─── THE INPUT
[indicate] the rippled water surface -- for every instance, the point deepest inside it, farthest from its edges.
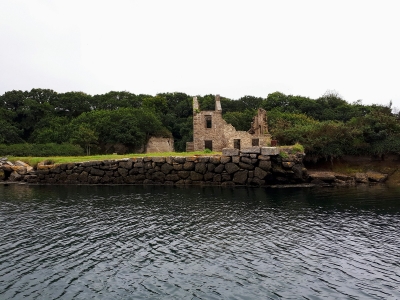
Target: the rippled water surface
(133, 242)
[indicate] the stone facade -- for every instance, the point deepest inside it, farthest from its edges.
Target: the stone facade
(159, 144)
(247, 167)
(211, 131)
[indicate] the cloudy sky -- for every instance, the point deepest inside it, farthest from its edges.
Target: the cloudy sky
(234, 48)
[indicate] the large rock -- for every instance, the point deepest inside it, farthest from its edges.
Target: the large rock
(249, 150)
(231, 168)
(323, 176)
(269, 150)
(123, 172)
(240, 177)
(200, 168)
(246, 166)
(260, 173)
(15, 176)
(166, 168)
(126, 164)
(265, 165)
(96, 172)
(361, 177)
(188, 166)
(196, 176)
(230, 152)
(158, 176)
(376, 176)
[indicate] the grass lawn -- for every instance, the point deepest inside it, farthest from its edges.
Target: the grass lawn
(33, 161)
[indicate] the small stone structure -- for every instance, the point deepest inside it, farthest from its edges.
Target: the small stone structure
(211, 131)
(254, 166)
(160, 144)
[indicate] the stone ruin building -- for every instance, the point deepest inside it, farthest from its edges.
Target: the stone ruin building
(211, 131)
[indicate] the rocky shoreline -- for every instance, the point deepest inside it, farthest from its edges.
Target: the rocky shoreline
(255, 166)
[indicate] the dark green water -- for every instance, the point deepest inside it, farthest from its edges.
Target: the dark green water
(134, 242)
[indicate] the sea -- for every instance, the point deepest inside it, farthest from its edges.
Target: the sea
(165, 242)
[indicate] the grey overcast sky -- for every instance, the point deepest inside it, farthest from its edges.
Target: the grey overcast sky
(234, 48)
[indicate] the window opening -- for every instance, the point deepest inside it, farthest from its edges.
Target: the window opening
(208, 145)
(236, 144)
(208, 122)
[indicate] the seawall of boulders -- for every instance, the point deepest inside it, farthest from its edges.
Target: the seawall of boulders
(255, 166)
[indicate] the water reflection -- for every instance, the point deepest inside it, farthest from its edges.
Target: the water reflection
(77, 242)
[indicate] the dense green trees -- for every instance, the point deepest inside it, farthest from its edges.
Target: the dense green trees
(327, 127)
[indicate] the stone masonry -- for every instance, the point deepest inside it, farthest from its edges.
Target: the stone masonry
(254, 166)
(211, 131)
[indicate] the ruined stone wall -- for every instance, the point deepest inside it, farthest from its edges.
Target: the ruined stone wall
(159, 144)
(215, 134)
(253, 167)
(223, 134)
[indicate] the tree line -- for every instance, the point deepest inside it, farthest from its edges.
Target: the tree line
(327, 126)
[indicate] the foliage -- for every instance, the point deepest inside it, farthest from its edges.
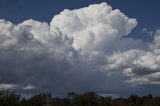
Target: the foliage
(9, 98)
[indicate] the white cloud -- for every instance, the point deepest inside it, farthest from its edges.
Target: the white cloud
(4, 86)
(94, 26)
(29, 87)
(82, 49)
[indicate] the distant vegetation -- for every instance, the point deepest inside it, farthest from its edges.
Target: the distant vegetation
(8, 98)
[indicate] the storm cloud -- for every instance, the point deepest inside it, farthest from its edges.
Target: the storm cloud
(81, 50)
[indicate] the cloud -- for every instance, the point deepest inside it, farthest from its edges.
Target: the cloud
(7, 86)
(81, 50)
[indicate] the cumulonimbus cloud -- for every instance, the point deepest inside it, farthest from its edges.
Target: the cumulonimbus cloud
(83, 49)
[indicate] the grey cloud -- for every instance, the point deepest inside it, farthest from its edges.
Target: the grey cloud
(81, 50)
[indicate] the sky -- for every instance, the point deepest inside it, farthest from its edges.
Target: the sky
(107, 46)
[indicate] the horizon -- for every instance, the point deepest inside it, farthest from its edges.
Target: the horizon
(105, 46)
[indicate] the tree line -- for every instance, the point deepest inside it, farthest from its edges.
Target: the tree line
(9, 98)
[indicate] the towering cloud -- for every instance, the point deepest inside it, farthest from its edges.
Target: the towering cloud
(83, 49)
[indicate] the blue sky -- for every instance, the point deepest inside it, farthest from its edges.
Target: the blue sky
(60, 51)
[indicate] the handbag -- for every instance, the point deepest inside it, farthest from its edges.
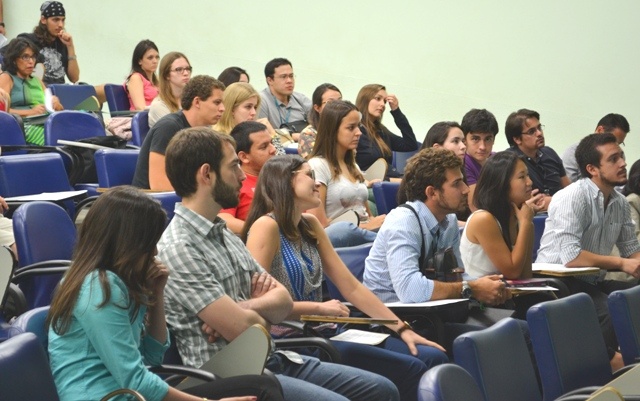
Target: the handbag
──────
#### [WHAT THE TASK ASKS]
The records above should be reproduced exactly, with no pictures included.

#### [EXERCISE RESULT]
[indicate] the rippled water surface -- for every instance, the point deepest inside it, farthest from its edges.
Target: the rippled water surface
(133, 242)
[indicate] the stone facade -- for every instance, the point deepest inside it, farthest from its edges.
Target: the stone facade
(159, 144)
(247, 167)
(211, 131)
[indicate] the cloudy sky -- for every instance, the point deepest inside it, farthest from its edges.
Target: the cloudy sky
(234, 48)
[indicate] the large rock -- for every instance, the point deepest inside it, farthest from its edges.
Target: the large rock
(249, 150)
(231, 168)
(323, 176)
(269, 150)
(123, 172)
(240, 177)
(200, 168)
(246, 166)
(260, 173)
(15, 176)
(166, 168)
(126, 164)
(265, 165)
(96, 172)
(361, 177)
(188, 166)
(196, 176)
(230, 152)
(158, 176)
(376, 176)
[indicate] the grass lawn -- for every instance, the point deepest inside it, farthest from its edges.
Target: the grass lawn
(33, 161)
[indicate] the small stone structure -- for every instance, the point deepest inside it, farthest from its edges.
Target: the small stone structure
(211, 131)
(254, 166)
(160, 144)
[indicate] the stone ruin building -- for every instance, the point deepest inside it, farthest from its edges.
Target: the stone ruin building
(211, 131)
[indicate] the rocky shoreline -- for every instance, the point deepest inside it, farthest from its edges.
Target: the rocky shoreline
(255, 166)
[indicate] the dark green water -- for every instance, the point deepest inside it, farthest from its edges.
Target: the dark green water
(134, 242)
[indicate] the sea -- for every instance, the point deepest inside it, farthest from its edges.
Target: the sea
(165, 242)
[indicate] the grey overcast sky -- for every instance, the point deepest inside it, farthest from its edges.
Target: the grey overcast sky
(234, 48)
[indicate] the window opening -- for every instance, the point deepest inside it, farthest from its edges.
Target: the window opening
(208, 145)
(236, 144)
(208, 122)
[indicate] the seawall of boulders -- for every instance, the point deepest inside it, farthest from its edges.
Target: the seawall of boulders
(255, 166)
[indicate] the water reflection -- for every instance, the point deepest inside it, farthest from its edges.
Target: the water reflection
(77, 242)
[indicate] the dense green trees -- for every instance, the point deepest inside it, farthest from its edges.
Target: the dense green trees
(327, 127)
[indicate] the stone masonry -- for every instance, the point deepest inside it, farthest from its edges.
Target: the stone masonry
(254, 166)
(211, 131)
[indicate] the ruined stone wall -- for every instance, the point deepest inside it, farthest from its edges.
Target: the ruined stone wall
(159, 144)
(215, 134)
(253, 167)
(223, 134)
[indicate] the tree line -- for every instance, the point deepest inside it, farthest from its edges.
Target: the tree line
(327, 126)
[indicate] the foliage -- for every instance, the point deepest inside it, farthest from its edges.
Target: the foliage
(9, 98)
[indicate] the white cloud -- for every instance, the point deepest inside it, farthest from its edges.
Target: the white cloud
(4, 86)
(94, 26)
(29, 87)
(82, 49)
[indicate] the distant vegetation -- for every instance, the point deepest inside it, farthest from its edges.
Target: the distant vegetation
(8, 98)
[indicate] the storm cloud -- for every instance, the point deepest inside it, farthest from its edges.
Target: the storm cloud
(81, 50)
[indicate] the cloud -- for every instance, the point deepest inside it, farthest from its edges.
Target: the cloud
(7, 86)
(81, 50)
[indicate] the cumulonimbus cloud -- for every instance, the point deepest inside it, farthest from its edges.
Target: the cumulonimbus cloud
(83, 49)
[indicate] the grey cloud -- for every instance, the point deepest inside it, farthest from its edges.
Target: the grey cloud
(81, 50)
[indicate] the sky -- for every instance, the point deepest inside it, farthest from its edges.
Target: the sky
(107, 46)
[indicate] the horizon -- for every instance, the point deepest inside it, farthest from its edges.
Target: the horizon
(105, 46)
[indicate] the tree line -- for every instance, the point deepest inside it, farthest from its edges.
Target: the tree line
(9, 98)
[indicate] the towering cloud -- for every instance, the point deepest inside it, farthest from its edges.
Target: the towering cloud
(83, 49)
[indicate] the blue sky -- for every instance, the point deepest inside it, farthest from its edges.
Target: the blue sky
(60, 51)
[indicate] the handbag -- for every instance, the point deepest inside it, farthest from its edges.
Target: the handbag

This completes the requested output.